§ Отрывок
+++++

Но было обстоятельство, которое надолго лишало Сусайкова общения, он болел, сказывалось ранение, полученное в начале воины. Я ведал тем участком Союзной Контрольной Комиссии, а потом посольства, который имел отношение к прессе, культурным контактам, культурным, а следовательно, литературным. При той любви к книге, которая была у генерала, это помогало делу. Я часто бывал у генерала, бывал и в пору его болезни. Я не покривлю душой, если скажу, что на столе, придвинутом к кровати больного, всегда была гора книг. Поводом к нашей беседе явилась книга симоновских очерков и рассказов, напечатанных в «Красной звезде» и «Правде», — они вышли в Военном издательстве.
Была весна сорок пятого, и каждая новая книга воспринималась в свете победы, которая зримо приближалась.
— Представляю интерес тех, кто будет жить после нас, к истории войны, — сказал генерал, уперев локти и приподнявшись. — У писательской книги тут преимущество, но при одном условии...
— Каком?
Он улыбнулся.
— Скромном весьма: должна быть правдива...

+++++

§ Набор данных
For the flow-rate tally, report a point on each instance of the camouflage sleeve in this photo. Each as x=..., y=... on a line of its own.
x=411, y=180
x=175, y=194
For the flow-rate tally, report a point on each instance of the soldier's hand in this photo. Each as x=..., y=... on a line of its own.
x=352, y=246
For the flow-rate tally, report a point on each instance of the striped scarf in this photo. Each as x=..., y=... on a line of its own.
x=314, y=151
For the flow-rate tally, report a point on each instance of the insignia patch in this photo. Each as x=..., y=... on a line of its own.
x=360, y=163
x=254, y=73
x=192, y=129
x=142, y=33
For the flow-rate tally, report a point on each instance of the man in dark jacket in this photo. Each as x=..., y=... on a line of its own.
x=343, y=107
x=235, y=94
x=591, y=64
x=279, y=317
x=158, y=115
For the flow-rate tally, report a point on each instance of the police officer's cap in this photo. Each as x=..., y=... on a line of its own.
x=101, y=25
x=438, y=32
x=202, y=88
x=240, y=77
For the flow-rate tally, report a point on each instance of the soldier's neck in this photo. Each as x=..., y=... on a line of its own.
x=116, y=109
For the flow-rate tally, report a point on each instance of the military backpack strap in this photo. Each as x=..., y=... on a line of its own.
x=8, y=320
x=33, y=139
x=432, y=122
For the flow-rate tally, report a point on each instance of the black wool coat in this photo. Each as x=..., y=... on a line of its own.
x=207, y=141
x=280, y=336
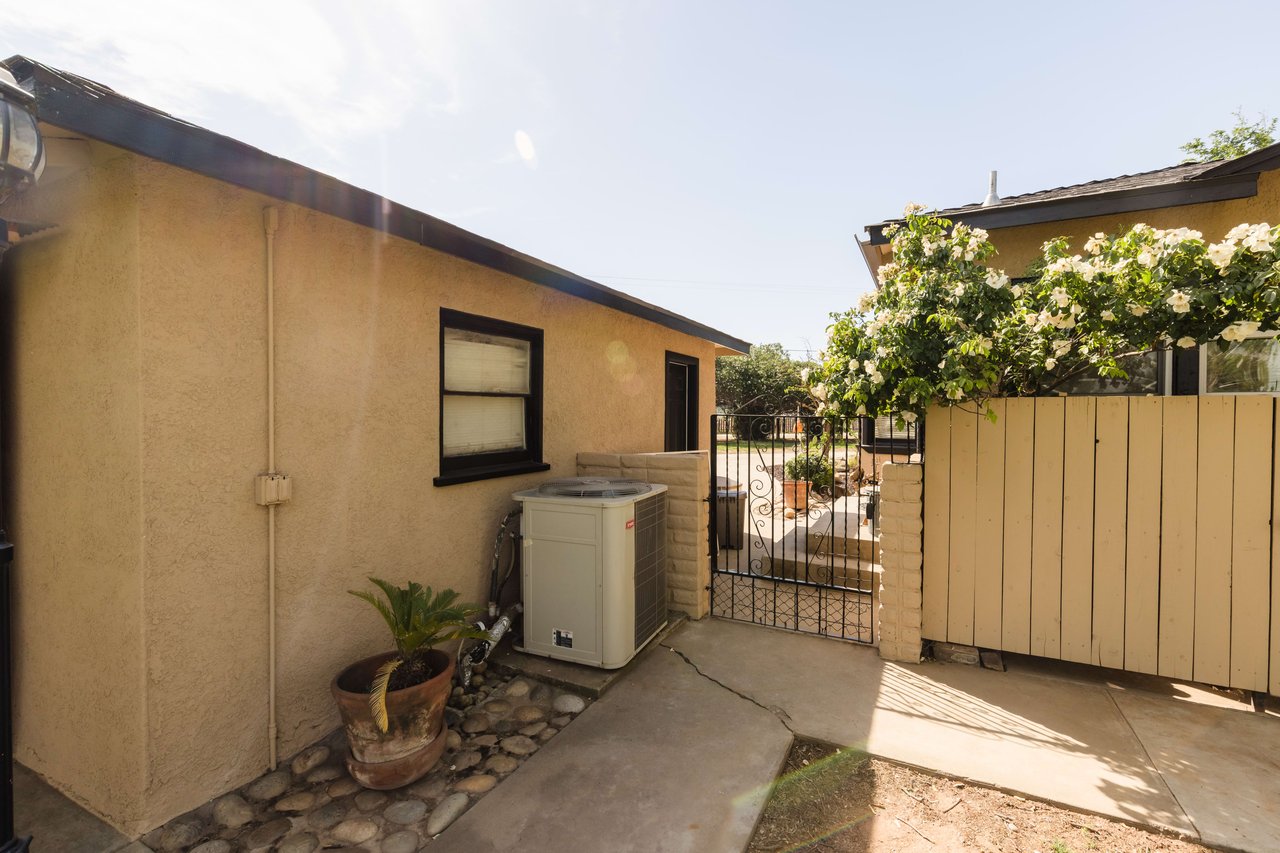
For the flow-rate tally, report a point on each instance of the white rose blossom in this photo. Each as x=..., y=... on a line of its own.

+++++

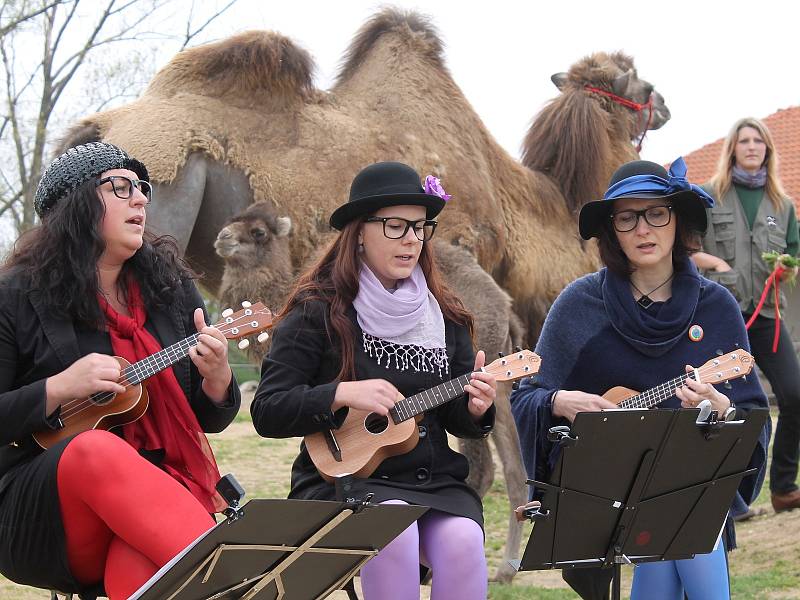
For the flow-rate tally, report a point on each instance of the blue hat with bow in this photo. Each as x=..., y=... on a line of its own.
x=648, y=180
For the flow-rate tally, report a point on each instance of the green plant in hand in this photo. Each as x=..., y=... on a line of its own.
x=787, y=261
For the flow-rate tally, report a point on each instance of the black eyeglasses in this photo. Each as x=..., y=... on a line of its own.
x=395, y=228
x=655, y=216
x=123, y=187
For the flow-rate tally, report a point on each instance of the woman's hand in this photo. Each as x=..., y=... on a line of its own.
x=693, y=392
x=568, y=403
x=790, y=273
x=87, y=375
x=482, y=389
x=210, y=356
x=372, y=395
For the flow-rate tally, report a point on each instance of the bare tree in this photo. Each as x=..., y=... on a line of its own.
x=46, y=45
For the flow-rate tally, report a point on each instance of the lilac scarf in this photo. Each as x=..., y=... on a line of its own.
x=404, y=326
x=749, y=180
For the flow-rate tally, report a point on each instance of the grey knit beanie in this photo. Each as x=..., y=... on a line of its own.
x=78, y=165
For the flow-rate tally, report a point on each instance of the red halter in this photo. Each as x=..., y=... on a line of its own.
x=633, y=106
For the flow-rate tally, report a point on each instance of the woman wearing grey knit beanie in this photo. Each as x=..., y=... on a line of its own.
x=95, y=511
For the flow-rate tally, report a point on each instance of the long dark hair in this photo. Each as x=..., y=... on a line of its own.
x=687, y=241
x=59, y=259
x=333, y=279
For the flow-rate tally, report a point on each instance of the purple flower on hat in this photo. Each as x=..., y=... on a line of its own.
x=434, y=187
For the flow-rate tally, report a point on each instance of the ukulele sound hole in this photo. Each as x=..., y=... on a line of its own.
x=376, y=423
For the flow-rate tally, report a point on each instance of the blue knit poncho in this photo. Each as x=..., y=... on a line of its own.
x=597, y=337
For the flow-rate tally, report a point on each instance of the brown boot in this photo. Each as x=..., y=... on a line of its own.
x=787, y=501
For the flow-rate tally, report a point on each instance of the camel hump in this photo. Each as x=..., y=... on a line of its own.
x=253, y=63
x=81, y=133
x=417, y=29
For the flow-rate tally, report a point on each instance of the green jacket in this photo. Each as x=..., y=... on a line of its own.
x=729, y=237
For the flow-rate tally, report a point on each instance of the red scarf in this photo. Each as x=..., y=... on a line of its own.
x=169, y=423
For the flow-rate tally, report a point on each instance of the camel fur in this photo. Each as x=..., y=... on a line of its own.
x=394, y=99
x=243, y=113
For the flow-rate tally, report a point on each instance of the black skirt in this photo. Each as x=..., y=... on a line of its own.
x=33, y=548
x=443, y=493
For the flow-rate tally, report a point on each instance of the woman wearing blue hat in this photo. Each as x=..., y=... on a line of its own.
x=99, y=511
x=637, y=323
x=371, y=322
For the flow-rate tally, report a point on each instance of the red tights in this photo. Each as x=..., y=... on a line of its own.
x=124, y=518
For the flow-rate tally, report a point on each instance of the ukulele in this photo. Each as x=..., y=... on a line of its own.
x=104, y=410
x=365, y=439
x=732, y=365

+++++

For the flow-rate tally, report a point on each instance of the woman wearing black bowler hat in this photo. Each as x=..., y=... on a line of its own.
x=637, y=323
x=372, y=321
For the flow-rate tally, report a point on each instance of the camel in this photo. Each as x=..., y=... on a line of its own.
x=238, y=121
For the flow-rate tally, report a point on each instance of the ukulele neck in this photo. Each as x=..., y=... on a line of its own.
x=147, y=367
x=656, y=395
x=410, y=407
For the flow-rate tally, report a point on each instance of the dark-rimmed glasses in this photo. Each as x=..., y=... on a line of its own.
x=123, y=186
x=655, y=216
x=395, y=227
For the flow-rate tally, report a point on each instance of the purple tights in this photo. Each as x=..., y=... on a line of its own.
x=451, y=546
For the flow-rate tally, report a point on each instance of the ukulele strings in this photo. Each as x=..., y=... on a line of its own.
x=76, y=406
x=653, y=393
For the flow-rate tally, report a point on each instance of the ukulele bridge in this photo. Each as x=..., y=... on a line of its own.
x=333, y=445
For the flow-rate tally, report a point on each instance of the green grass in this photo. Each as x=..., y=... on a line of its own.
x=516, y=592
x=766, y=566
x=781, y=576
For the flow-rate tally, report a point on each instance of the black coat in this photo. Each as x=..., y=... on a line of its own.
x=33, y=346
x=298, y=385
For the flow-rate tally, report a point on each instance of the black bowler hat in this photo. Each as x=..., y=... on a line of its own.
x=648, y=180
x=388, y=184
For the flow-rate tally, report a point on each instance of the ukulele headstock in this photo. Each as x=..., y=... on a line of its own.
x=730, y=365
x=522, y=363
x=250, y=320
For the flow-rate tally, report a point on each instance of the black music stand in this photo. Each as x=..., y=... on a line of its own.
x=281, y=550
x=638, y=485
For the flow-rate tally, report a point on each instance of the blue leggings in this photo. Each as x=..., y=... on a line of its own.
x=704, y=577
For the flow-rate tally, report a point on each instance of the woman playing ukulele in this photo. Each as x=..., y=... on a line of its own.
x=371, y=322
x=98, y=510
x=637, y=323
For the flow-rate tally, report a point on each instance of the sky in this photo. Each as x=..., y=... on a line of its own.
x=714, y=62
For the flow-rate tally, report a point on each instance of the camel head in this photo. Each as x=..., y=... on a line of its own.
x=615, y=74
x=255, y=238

+++++

§ Цель задания
Перепечатайте без изменений часть отрывка о генерале Сусайкове. Начните с места, где стоят слова «Была весна сорок», и остановитесь после слов «Он улыбнулся.».

§ Решение задачи
Была весна сорок пятого, и каждая новая книга воспринималась в свете победы, которая зримо приближалась.
— Представляю интерес тех, кто будет жить после нас, к истории войны, — сказал генерал, уперев локти и приподнявшись. — У писательской книги тут преимущество, но при одном условии...
— Каком?
Он улыбнулся.